Task brief -
Are you able to retype all the records below exactly?

......

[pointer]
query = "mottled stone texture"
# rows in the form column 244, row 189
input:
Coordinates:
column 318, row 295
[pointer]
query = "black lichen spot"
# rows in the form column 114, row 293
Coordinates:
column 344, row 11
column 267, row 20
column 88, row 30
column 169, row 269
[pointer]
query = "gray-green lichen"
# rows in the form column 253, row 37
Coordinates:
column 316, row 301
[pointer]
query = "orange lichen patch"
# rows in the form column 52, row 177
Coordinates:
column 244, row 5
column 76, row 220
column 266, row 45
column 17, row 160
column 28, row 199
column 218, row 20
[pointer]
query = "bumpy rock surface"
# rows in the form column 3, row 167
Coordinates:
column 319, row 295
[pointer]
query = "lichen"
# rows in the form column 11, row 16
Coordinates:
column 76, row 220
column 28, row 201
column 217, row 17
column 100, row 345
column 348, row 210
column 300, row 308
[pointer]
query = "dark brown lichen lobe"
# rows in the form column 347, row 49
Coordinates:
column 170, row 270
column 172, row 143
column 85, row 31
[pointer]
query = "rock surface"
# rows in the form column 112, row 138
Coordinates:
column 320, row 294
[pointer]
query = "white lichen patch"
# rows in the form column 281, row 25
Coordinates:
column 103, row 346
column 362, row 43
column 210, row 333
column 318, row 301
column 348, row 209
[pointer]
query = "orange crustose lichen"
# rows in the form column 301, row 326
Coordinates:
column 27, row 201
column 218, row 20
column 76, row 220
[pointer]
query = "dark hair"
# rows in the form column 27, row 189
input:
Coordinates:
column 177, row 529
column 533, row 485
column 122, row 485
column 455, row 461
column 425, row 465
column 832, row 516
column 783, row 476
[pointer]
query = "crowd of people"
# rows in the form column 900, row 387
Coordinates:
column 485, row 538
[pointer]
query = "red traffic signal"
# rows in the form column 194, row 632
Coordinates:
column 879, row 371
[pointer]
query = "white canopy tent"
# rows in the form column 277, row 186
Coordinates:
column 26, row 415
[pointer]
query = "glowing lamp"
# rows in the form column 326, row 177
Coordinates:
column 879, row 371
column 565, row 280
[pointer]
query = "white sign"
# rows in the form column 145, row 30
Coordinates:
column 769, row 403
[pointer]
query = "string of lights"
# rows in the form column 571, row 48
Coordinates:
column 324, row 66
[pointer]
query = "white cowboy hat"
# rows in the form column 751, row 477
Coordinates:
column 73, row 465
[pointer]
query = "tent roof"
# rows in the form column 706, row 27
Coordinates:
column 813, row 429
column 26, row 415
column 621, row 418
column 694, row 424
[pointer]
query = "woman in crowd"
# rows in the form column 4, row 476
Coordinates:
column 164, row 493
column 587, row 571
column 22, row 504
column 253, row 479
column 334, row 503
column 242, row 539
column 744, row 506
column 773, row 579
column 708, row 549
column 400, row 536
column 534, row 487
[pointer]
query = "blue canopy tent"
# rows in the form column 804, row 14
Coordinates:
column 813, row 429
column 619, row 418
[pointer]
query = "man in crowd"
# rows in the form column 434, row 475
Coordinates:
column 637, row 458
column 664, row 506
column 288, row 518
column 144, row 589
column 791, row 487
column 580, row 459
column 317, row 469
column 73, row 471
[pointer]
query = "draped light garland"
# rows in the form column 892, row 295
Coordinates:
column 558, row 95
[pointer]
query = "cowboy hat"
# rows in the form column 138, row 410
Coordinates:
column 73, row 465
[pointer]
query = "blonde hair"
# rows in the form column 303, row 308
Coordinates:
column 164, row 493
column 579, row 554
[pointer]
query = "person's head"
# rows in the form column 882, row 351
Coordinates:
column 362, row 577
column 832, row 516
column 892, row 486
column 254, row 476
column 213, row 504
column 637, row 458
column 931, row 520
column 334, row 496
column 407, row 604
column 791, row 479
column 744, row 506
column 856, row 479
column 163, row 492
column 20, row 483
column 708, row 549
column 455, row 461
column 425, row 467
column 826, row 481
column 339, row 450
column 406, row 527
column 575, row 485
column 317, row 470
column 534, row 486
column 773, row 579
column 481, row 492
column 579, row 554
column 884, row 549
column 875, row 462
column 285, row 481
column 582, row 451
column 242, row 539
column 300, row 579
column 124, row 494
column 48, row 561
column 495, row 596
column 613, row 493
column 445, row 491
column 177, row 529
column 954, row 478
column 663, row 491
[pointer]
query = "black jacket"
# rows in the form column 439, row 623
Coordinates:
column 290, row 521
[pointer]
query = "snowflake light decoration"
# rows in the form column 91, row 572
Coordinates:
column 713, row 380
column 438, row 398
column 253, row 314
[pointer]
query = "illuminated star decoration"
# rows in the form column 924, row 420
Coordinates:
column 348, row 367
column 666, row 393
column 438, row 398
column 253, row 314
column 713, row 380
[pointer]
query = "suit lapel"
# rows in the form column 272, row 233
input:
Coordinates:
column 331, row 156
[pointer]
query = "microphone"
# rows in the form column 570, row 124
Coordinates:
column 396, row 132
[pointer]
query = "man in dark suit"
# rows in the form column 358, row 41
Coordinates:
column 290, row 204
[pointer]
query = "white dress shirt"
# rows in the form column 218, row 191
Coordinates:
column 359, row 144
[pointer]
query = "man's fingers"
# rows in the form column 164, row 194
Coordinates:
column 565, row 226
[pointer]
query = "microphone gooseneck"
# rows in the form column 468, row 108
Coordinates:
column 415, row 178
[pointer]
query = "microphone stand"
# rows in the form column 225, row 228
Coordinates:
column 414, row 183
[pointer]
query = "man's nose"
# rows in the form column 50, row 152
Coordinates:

......

Response below -
[pointer]
query = "mottled stone texture"
# rows in the form column 244, row 189
input:
Coordinates:
column 318, row 295
[pointer]
query = "black lichen spot"
# rows in the form column 114, row 293
Coordinates:
column 344, row 11
column 267, row 20
column 88, row 30
column 169, row 269
[pointer]
query = "gray-green lichen"
# rows in the form column 253, row 37
Coordinates:
column 316, row 301
[pointer]
query = "orange lichen patch"
# rows in the form column 52, row 177
Coordinates:
column 244, row 5
column 76, row 220
column 266, row 45
column 17, row 160
column 28, row 199
column 218, row 20
[pointer]
query = "bumpy rock surface"
# rows in the form column 3, row 167
Coordinates:
column 319, row 295
[pointer]
query = "lichen"
# rows in the form column 11, row 16
Coordinates:
column 76, row 220
column 28, row 201
column 217, row 17
column 100, row 345
column 348, row 210
column 300, row 308
[pointer]
query = "dark brown lichen lobe"
# rows in the form column 347, row 49
Coordinates:
column 170, row 270
column 172, row 143
column 85, row 31
[pointer]
query = "rock surface"
# rows in the form column 112, row 138
Coordinates:
column 320, row 294
[pointer]
query = "white lichen patch"
# rows in the form column 281, row 25
Coordinates:
column 103, row 346
column 362, row 43
column 210, row 333
column 318, row 301
column 348, row 209
[pointer]
query = "orange crustose lichen"
# rows in the form column 301, row 326
Coordinates:
column 27, row 201
column 218, row 20
column 76, row 220
[pointer]
query = "dark hair"
# rows in the form column 27, row 189
input:
Coordinates:
column 177, row 529
column 533, row 485
column 122, row 485
column 455, row 461
column 425, row 465
column 832, row 516
column 783, row 476
[pointer]
query = "crowd of people"
# rows in the form column 900, row 387
Coordinates:
column 485, row 538
[pointer]
query = "red traffic signal"
# rows in the form column 194, row 632
Coordinates:
column 879, row 371
[pointer]
query = "white canopy tent"
# rows in the form column 277, row 186
Coordinates:
column 26, row 415
[pointer]
query = "glowing lamp"
# rows in the form column 326, row 177
Coordinates:
column 879, row 371
column 565, row 280
[pointer]
query = "white sign"
# rows in the form column 145, row 30
Coordinates:
column 769, row 403
[pointer]
query = "string of lights"
# rows in the form column 571, row 48
Coordinates:
column 324, row 66
[pointer]
query = "white cowboy hat"
# rows in the form column 751, row 477
Coordinates:
column 73, row 465
[pointer]
query = "tent roof"
# rows in the form column 706, row 27
Coordinates:
column 813, row 429
column 26, row 415
column 621, row 418
column 694, row 424
[pointer]
query = "woman in crowd"
# rows in the form column 4, row 476
Coordinates:
column 164, row 493
column 587, row 571
column 22, row 504
column 253, row 479
column 334, row 503
column 242, row 539
column 744, row 506
column 773, row 579
column 708, row 549
column 400, row 536
column 534, row 487
[pointer]
query = "blue canopy tent"
# rows in the form column 804, row 14
Coordinates:
column 813, row 429
column 619, row 418
[pointer]
query = "man in crowd"
# rows in the form column 434, row 475
Coordinates:
column 637, row 458
column 664, row 506
column 288, row 518
column 144, row 589
column 791, row 487
column 580, row 459
column 317, row 469
column 73, row 471
[pointer]
query = "draped light garland"
# rows in the form column 892, row 295
Coordinates:
column 558, row 95
[pointer]
query = "cowboy hat"
# rows in the form column 138, row 410
Coordinates:
column 73, row 465
[pointer]
query = "blonde hair"
# rows in the form column 303, row 308
Coordinates:
column 164, row 493
column 579, row 554
[pointer]
query = "person's head"
# rows in the form column 882, row 351
Coordinates:
column 362, row 577
column 832, row 516
column 892, row 486
column 254, row 476
column 213, row 504
column 637, row 458
column 931, row 520
column 334, row 496
column 407, row 604
column 791, row 479
column 744, row 506
column 856, row 479
column 163, row 492
column 20, row 483
column 708, row 549
column 455, row 461
column 425, row 467
column 826, row 481
column 339, row 450
column 406, row 527
column 575, row 485
column 317, row 470
column 534, row 486
column 773, row 579
column 481, row 492
column 579, row 554
column 884, row 549
column 875, row 462
column 285, row 481
column 582, row 451
column 242, row 539
column 300, row 579
column 124, row 494
column 48, row 561
column 495, row 596
column 613, row 493
column 445, row 491
column 177, row 529
column 954, row 478
column 663, row 491
[pointer]
query = "black jacket"
# rows in the form column 439, row 623
Coordinates:
column 290, row 521
[pointer]
query = "snowflake light decoration"
# rows in the form column 91, row 572
Coordinates:
column 713, row 380
column 438, row 398
column 253, row 314
[pointer]
query = "illuminated star decoration"
# rows in the form column 924, row 420
Coordinates:
column 348, row 367
column 666, row 393
column 438, row 398
column 253, row 314
column 713, row 380
[pointer]
query = "suit lapel"
# rows in the form column 272, row 233
input:
Coordinates:
column 331, row 156
[pointer]
query = "microphone"
# rows in the form column 570, row 124
Coordinates:
column 396, row 132
[pointer]
query = "man in dark suit"
# rows in the form column 358, row 41
Coordinates:
column 290, row 204
[pointer]
query = "white dress shirt"
# rows in the form column 218, row 191
Coordinates:
column 359, row 144
[pointer]
query = "man's fingers"
# rows in the form column 164, row 194
Coordinates:
column 565, row 226
[pointer]
query = "microphone gooseneck"
# rows in the form column 468, row 108
Coordinates:
column 415, row 178
[pointer]
query = "microphone stand"
# rows in the form column 225, row 228
Coordinates:
column 414, row 183
[pointer]
query = "man's nose"
# rows in the form column 50, row 152
Coordinates:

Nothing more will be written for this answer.